--- BEGIN Data excerpts ---
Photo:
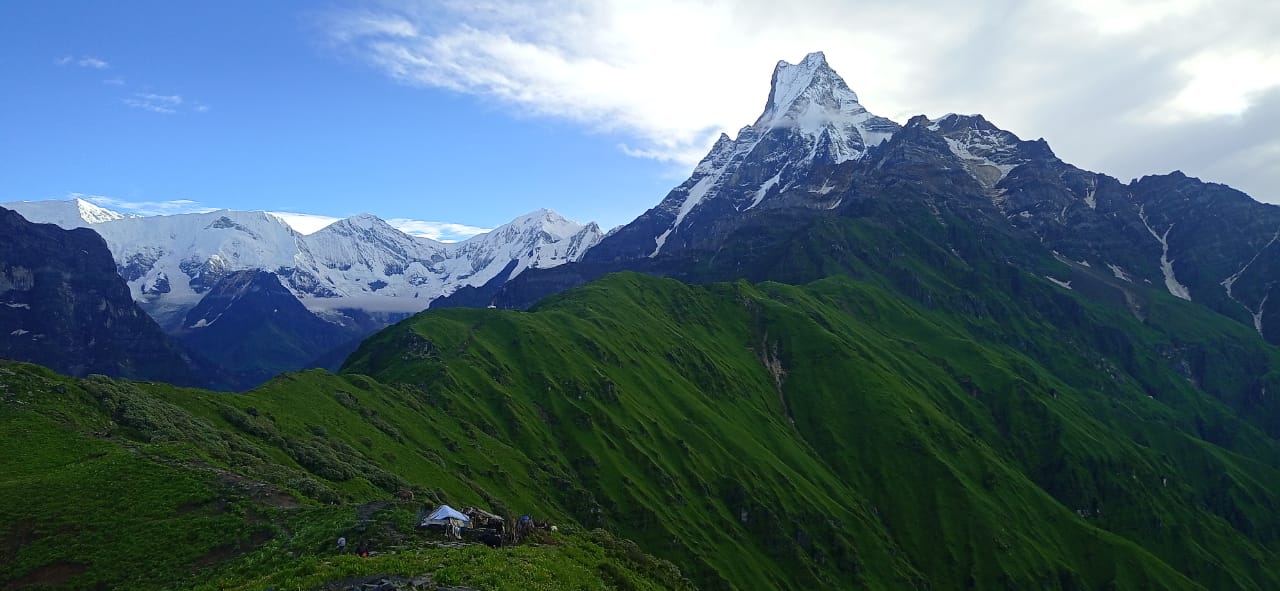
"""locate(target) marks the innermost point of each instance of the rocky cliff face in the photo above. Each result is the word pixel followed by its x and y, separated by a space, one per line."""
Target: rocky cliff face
pixel 63 306
pixel 817 154
pixel 250 324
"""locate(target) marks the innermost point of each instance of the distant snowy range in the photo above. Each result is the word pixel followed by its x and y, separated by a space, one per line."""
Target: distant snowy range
pixel 360 262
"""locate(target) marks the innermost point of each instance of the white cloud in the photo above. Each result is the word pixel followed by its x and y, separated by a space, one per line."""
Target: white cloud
pixel 305 223
pixel 88 62
pixel 437 230
pixel 150 101
pixel 146 207
pixel 83 62
pixel 1102 79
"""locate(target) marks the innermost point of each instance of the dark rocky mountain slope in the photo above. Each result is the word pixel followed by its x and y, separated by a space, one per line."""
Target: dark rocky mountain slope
pixel 63 306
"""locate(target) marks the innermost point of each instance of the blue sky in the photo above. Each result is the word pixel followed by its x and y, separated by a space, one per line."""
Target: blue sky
pixel 476 111
pixel 273 118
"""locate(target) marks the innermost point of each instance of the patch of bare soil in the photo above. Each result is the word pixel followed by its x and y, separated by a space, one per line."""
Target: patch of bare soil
pixel 51 576
pixel 228 551
pixel 19 535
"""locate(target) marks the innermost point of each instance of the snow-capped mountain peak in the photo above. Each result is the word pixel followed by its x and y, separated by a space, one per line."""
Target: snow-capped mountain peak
pixel 67 214
pixel 170 262
pixel 810 118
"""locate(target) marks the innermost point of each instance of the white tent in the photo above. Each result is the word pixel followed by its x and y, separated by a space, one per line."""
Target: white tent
pixel 447 514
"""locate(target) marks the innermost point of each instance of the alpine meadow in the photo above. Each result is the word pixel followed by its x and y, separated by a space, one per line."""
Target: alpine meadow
pixel 845 353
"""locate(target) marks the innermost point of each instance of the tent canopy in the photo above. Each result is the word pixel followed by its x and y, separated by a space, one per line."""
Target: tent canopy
pixel 447 512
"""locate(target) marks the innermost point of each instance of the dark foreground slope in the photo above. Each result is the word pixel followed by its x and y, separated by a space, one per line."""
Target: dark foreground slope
pixel 118 485
pixel 63 306
pixel 836 436
pixel 912 421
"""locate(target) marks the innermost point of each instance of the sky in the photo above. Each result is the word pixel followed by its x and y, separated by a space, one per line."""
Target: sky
pixel 452 117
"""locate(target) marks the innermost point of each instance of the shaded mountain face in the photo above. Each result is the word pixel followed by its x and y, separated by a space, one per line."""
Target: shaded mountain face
pixel 63 306
pixel 251 324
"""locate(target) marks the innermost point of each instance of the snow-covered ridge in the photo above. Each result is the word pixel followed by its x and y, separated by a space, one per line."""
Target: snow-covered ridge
pixel 64 212
pixel 361 262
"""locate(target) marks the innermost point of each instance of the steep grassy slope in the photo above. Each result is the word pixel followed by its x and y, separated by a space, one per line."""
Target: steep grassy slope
pixel 832 435
pixel 908 422
pixel 108 485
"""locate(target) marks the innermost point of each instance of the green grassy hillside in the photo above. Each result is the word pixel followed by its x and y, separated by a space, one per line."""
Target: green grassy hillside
pixel 831 435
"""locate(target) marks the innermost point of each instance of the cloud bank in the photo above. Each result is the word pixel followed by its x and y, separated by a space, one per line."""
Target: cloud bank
pixel 1127 87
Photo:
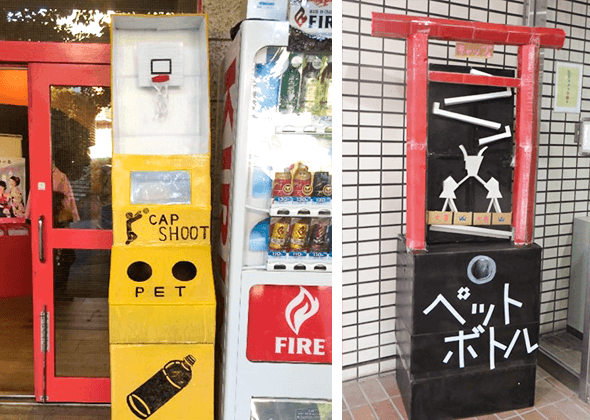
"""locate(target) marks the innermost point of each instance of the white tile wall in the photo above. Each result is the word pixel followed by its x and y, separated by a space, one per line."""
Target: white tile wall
pixel 374 164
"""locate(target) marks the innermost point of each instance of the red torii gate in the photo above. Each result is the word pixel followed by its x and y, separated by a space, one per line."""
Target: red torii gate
--- END Data excerpts ---
The task >> Could you repeat, exactly and with nothing else, the lines from the one containing "of the cloud" through the last line of the records above, leaving out the pictures?

Task output >>
"""locate(target) marks the innermost point of each instance of the cloud bank in the photo above. Each result is the word pixel followed by its x and y, separated by a space, one per line."""
Target: cloud bank
pixel 1127 87
Photo:
"""locate(target) marks the innermost point of each instance of the white tile wall in the photo above. Each result is the word pixel followed by its x and y, separated by a space, one per line."""
Target: white tile wall
pixel 374 164
"""locate(target) marks the innermost point of each instance of the red torii gate in the photo above. Each result is the word pixel followed by its x and y, separated by a space, one per line."""
Target: red torii gate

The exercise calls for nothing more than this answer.